§ **Extracted records**
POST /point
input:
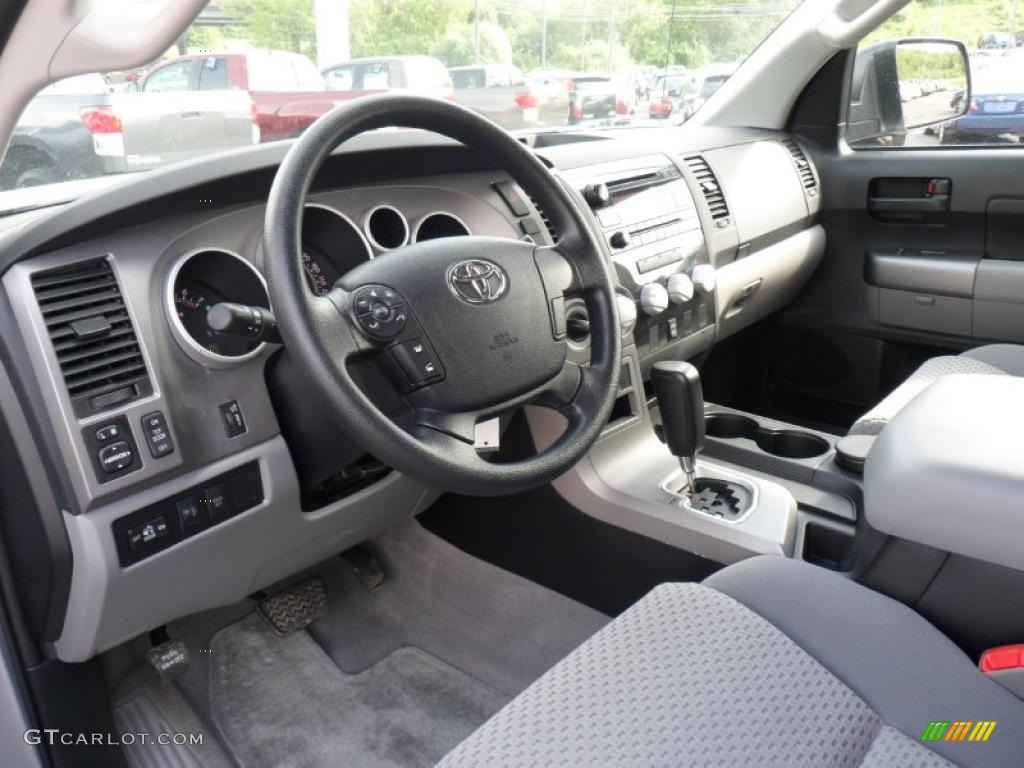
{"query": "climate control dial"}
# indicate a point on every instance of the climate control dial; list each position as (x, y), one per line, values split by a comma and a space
(704, 279)
(680, 289)
(653, 298)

§ **What is needed**
Reproduce every line of the entries above in full, multiplying only the answer coordinates by 0.55 and rounding each result to a whole number, with halves rounded up. Leave the pictures out.

§ **Solution**
POST /point
input:
{"query": "climate control dial"}
# indicate a point on every instance of the climate control dial; list each position as (x, y), one per line, values split by a comma and a space
(387, 153)
(374, 159)
(359, 164)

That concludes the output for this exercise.